### About this exercise
In the records that follow, show each line where the word "pillar" is present.

### Data for the task

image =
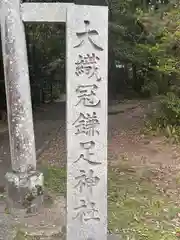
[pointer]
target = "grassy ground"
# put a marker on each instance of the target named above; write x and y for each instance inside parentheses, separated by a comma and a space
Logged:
(136, 208)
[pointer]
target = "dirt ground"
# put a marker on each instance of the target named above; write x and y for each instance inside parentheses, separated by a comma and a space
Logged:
(144, 179)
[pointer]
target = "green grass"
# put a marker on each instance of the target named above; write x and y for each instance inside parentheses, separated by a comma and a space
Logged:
(136, 210)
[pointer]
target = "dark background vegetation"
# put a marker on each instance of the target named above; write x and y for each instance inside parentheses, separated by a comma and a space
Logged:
(144, 56)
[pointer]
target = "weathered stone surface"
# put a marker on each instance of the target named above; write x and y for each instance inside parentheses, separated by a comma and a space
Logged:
(21, 133)
(87, 46)
(25, 192)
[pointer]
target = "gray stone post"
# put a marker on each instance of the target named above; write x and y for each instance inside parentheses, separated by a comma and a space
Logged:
(24, 183)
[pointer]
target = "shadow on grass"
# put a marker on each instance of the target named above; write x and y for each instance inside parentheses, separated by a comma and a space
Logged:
(136, 209)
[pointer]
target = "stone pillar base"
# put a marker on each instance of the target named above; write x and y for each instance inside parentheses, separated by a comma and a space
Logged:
(24, 192)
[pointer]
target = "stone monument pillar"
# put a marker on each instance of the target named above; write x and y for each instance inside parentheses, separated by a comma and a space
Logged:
(24, 184)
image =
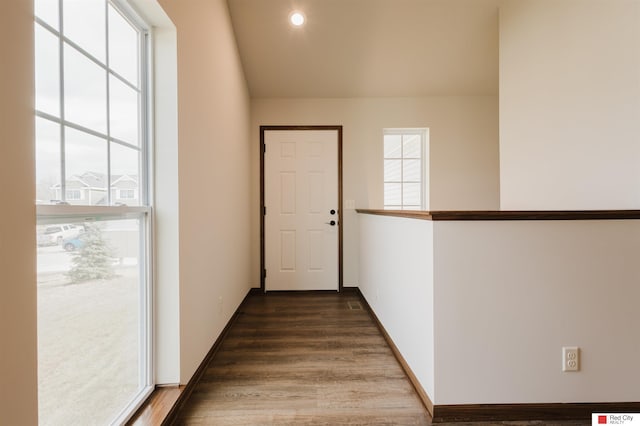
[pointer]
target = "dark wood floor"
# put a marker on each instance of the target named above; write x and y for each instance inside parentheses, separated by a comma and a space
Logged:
(308, 358)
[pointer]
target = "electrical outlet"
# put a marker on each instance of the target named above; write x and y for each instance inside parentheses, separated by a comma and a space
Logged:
(570, 358)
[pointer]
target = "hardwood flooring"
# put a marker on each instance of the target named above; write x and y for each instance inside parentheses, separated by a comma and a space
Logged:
(303, 358)
(308, 359)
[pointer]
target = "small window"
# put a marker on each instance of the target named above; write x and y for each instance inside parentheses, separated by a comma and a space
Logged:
(405, 182)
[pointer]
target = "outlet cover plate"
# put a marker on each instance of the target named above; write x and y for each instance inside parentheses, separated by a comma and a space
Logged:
(570, 358)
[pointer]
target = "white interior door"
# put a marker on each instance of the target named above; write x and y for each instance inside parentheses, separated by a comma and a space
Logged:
(301, 200)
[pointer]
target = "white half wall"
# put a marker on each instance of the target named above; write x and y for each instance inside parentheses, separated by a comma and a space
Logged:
(18, 302)
(569, 104)
(396, 279)
(464, 161)
(214, 170)
(510, 295)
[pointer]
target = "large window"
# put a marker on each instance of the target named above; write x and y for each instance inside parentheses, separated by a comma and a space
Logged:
(93, 205)
(405, 177)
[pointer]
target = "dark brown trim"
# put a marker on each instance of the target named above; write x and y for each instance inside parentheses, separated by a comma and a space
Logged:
(262, 201)
(498, 215)
(424, 397)
(172, 416)
(521, 412)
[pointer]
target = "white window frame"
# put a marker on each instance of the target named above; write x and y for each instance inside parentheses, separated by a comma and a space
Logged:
(62, 212)
(79, 191)
(127, 191)
(424, 167)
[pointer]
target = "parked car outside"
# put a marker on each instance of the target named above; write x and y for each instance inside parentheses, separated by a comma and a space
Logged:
(75, 243)
(56, 234)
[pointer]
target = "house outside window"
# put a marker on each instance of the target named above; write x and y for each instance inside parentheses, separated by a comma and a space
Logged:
(405, 169)
(127, 194)
(74, 194)
(92, 146)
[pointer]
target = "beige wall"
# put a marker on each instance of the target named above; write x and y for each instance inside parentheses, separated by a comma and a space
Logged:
(214, 172)
(570, 104)
(463, 153)
(18, 361)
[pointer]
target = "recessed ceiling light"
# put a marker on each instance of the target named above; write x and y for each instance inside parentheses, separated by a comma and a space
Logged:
(296, 18)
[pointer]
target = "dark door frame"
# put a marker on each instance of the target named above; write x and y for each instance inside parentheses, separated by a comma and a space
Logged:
(262, 206)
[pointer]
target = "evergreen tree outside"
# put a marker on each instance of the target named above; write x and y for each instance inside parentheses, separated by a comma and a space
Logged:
(94, 259)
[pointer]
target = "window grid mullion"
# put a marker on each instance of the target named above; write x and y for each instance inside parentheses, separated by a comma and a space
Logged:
(80, 128)
(108, 86)
(63, 133)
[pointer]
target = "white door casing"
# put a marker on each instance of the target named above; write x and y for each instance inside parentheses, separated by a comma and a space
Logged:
(301, 190)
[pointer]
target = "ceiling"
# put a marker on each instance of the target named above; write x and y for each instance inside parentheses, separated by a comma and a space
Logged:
(368, 48)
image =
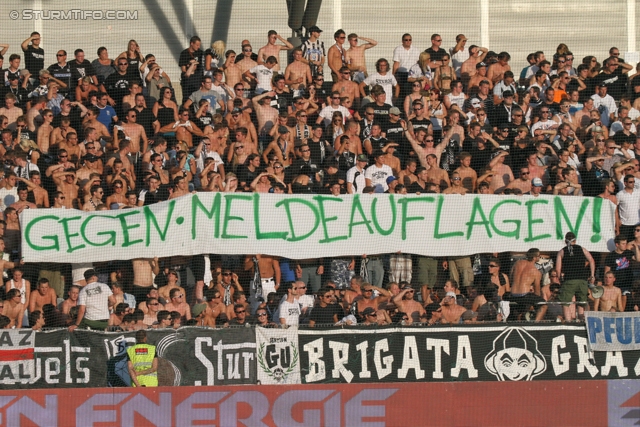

### Result below
target = "stone pillar base"
target = "stone monument pillar"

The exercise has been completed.